= Document passage =
________________________________________

A child receiving treatment for asthma.

A child receiving treatment for asthma. Individuals with lung diseases are particularly at risk of suffering from ozone pollution.

Chris Jordan-Bloch / Earthjustice

Ozone is considered the most widespread of air pollutants. As a result, it is increasingly linked to a host of awful symptoms like asthma attacks, coughing, wheezing, low birth weight in newborns, cardiovascular episodes, short-term memory loss, and increased visits to emergency rooms and hospitals as a result. It is our children, teenagers, seniors and those with lung diseases like asthma that are especially at risk.

In 2008 the EPA set the current ozone standard at 75 parts per billion. However, numerous studies have shown that this level is a danger to public health. As a result, the Clean Air Scientific Advisory Committee, a group of scientists, physicians, researchers and air pollution experts, issued a letter to EPA Administrator Gina McCarthy making a unanimous call to lower the ozone standard to alleviate this danger.

CASAC recommends a lower ozone range of 60–70 ppb. However, CASAC, using results from many different studies, has found substantial scientific evidence that even a level of 70 ppb would cause adverse health effects, including decreased lung function and increased respiratory problems.

________________________________________

= What you need to do =
• 1. Render this sentence from the passage on ozone pollution into Spanish: "In 2008 the EPA set the current ozone standard at 75 parts per billion."
• 2. From the passage on ozone pollution, pull out word for word the stretch that opens with the words containing "Ozone is considered" and closes with "alleviate this danger.".
• 3. Carry the passage on ozone pollution forward from its final sentence.

________________________________________

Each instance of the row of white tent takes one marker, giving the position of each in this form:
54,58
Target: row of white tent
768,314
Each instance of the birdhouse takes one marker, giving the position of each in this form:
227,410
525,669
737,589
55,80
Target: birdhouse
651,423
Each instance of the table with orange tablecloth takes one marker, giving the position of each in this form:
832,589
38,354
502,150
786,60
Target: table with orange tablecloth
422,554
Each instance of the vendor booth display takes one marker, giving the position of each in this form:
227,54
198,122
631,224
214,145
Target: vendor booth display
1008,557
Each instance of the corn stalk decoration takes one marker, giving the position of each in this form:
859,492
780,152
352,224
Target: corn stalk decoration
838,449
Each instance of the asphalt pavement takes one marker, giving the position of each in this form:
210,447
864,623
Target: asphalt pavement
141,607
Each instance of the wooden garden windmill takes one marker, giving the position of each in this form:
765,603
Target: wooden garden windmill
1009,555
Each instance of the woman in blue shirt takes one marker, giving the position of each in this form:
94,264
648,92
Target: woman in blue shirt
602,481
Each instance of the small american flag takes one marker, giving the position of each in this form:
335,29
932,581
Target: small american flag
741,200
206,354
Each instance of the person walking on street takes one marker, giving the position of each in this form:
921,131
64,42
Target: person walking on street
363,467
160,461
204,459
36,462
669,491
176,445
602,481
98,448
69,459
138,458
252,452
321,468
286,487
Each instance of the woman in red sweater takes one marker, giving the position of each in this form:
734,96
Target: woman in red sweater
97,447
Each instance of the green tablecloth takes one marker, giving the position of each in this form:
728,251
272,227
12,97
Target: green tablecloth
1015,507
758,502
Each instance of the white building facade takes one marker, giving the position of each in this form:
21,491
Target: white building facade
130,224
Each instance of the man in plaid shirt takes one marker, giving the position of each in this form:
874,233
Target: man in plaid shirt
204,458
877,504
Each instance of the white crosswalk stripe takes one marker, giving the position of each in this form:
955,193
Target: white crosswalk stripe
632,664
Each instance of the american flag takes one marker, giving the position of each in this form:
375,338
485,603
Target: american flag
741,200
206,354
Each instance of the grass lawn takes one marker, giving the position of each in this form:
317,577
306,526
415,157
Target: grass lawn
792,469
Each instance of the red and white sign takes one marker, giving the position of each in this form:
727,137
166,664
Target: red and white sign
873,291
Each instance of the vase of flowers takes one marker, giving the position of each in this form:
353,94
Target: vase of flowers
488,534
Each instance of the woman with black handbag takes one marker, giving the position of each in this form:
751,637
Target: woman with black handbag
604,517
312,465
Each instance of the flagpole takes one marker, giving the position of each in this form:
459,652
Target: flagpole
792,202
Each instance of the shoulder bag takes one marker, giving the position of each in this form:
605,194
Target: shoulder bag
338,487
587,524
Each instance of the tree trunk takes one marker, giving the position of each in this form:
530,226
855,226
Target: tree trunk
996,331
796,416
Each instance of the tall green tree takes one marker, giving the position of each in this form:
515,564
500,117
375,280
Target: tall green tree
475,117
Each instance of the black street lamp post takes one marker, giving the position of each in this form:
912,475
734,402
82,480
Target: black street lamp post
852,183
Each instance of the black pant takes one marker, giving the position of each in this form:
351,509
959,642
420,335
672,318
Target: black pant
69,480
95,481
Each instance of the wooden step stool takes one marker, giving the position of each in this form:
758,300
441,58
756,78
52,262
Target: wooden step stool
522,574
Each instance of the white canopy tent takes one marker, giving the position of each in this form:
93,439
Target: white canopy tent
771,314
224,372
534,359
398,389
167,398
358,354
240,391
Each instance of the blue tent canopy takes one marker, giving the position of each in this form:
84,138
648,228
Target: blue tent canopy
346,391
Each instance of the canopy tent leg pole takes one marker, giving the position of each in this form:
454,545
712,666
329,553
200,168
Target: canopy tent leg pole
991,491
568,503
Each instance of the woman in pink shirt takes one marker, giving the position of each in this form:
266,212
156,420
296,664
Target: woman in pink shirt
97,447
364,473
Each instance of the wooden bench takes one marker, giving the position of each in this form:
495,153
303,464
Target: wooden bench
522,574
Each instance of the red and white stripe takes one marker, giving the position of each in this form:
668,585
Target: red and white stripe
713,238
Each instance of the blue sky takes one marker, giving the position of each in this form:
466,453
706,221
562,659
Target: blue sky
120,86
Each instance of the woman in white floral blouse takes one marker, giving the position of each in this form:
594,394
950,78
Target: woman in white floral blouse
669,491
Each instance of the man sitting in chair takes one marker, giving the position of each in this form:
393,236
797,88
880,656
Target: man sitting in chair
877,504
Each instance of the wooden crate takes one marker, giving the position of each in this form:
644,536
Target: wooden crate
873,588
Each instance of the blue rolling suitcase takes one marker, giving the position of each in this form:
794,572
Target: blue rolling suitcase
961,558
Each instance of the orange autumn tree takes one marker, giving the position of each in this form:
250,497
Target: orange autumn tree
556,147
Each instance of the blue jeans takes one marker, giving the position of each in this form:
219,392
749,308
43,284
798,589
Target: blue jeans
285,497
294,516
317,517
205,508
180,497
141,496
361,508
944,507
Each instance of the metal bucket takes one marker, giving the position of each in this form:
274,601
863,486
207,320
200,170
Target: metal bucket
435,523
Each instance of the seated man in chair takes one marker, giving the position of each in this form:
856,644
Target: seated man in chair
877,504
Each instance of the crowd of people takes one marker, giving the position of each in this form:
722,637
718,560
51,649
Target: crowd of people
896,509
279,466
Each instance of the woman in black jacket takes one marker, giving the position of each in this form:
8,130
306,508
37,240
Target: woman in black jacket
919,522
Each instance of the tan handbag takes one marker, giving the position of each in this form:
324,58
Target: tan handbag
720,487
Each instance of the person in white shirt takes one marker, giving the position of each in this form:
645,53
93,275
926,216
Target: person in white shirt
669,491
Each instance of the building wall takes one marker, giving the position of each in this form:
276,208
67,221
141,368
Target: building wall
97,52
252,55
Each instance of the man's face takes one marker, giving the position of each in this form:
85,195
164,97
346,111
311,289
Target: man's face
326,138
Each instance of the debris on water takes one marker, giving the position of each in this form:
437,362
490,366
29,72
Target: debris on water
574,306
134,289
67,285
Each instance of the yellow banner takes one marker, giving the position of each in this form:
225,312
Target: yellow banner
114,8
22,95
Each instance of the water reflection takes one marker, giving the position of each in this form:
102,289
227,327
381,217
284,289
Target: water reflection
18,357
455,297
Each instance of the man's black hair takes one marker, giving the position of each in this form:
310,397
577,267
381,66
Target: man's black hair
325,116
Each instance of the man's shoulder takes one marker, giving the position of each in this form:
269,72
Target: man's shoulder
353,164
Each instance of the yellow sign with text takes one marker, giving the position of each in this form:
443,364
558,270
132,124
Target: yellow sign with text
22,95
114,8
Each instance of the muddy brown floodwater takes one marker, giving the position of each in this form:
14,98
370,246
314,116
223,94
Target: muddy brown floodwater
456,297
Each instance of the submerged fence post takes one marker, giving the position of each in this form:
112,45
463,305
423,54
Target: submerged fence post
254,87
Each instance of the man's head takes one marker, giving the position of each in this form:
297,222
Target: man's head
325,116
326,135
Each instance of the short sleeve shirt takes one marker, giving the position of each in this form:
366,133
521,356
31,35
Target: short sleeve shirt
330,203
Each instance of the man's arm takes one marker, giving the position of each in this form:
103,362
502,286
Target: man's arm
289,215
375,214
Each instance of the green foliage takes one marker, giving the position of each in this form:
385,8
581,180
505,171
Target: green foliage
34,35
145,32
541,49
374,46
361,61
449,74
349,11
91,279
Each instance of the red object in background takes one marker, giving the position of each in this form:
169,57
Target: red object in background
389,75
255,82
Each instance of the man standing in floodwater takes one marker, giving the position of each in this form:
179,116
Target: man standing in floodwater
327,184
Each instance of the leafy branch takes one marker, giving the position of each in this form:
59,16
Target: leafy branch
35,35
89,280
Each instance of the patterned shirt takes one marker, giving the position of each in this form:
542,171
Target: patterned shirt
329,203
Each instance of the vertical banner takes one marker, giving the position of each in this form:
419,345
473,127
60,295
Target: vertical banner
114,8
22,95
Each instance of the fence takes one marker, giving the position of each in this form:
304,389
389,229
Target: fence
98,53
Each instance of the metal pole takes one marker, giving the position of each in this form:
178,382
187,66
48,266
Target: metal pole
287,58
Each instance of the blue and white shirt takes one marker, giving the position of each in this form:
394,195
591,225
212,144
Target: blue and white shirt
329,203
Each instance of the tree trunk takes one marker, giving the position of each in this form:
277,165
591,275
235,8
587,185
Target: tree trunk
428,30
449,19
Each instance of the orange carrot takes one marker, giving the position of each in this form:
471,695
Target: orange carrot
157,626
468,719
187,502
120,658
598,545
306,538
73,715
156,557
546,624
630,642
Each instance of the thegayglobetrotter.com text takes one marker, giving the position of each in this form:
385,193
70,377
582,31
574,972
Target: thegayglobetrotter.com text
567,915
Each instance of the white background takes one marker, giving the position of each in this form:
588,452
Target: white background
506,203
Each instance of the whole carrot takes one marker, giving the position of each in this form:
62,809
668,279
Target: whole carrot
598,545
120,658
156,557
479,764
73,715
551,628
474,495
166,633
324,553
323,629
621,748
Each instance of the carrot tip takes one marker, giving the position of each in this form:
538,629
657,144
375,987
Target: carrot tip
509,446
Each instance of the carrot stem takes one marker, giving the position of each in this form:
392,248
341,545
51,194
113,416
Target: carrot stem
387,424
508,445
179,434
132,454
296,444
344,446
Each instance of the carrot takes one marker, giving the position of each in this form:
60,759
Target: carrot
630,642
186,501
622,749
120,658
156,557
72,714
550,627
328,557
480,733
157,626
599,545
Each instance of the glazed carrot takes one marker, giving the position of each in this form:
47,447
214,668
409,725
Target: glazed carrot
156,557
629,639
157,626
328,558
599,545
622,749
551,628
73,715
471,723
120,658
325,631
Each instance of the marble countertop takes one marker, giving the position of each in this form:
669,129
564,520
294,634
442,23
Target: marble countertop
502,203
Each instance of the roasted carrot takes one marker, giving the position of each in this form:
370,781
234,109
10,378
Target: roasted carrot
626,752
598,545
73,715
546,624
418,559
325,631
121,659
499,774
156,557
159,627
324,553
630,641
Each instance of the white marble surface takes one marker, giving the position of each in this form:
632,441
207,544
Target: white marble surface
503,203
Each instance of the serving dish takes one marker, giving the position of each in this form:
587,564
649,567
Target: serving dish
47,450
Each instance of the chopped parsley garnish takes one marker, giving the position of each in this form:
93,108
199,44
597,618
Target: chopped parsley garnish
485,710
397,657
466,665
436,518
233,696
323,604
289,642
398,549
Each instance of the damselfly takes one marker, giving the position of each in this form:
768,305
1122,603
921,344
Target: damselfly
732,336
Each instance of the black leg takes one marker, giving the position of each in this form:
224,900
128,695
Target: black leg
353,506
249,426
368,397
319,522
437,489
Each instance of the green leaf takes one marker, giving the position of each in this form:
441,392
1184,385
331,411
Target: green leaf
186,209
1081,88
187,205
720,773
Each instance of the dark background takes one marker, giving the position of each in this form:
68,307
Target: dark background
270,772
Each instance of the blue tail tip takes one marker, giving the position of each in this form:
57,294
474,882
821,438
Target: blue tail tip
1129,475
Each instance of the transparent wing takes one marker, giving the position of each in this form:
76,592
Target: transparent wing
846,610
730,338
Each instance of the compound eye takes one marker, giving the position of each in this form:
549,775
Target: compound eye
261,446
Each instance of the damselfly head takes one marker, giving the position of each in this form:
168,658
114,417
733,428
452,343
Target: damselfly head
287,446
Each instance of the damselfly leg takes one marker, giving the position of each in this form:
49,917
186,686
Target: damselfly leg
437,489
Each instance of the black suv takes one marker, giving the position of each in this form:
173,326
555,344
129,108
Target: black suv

________________________________________

= Answers to this exercise =
• 1. En 2008, la EPA fijó el estándar actual de ozono en 75 partes por mil millones.

• 2.
Ozone is considered the most widespread of air pollutants. As a result, it is increasingly linked to a host of awful symptoms like asthma attacks, coughing, wheezing, low birth weight in newborns, cardiovascular episodes, short-term memory loss, and increased visits to emergency rooms and hospitals as a result. It is our children, teenagers, seniors and those with lung diseases like asthma that are especially at risk.

In 2008 the EPA set the current ozone standard at 75 parts per billion. However, numerous studies have shown that this level is a danger to public health. As a result, the Clean Air Scientific Advisory Committee, a group of scientists, physicians, researchers and air pollution experts, issued a letter to EPA Administrator Gina McCarthy making a unanimous call to lower the ozone standard to alleviate this danger.

• 3.
As a result, in its letter, “CASAC advises that, based on the scientific evidence, a level of 70 ppb provides little margin of safety for the protection of public health … [T]he recommended lower bound of 60 ppb would certainly offer more public health protection than levels of 70 ppb or 65 ppb and would provide an adequate margin of safety.”

Thus, Earthjustice joins with CASAC, the American Lung Association, the American Thoracic Society, the American Public Health Association, the Asthma and Allergy Foundation, and the National Association of County and City Health Officials in urging the EPA to lower the ozone standard to 60 ppb to ensure that our children’s health is not put at risk.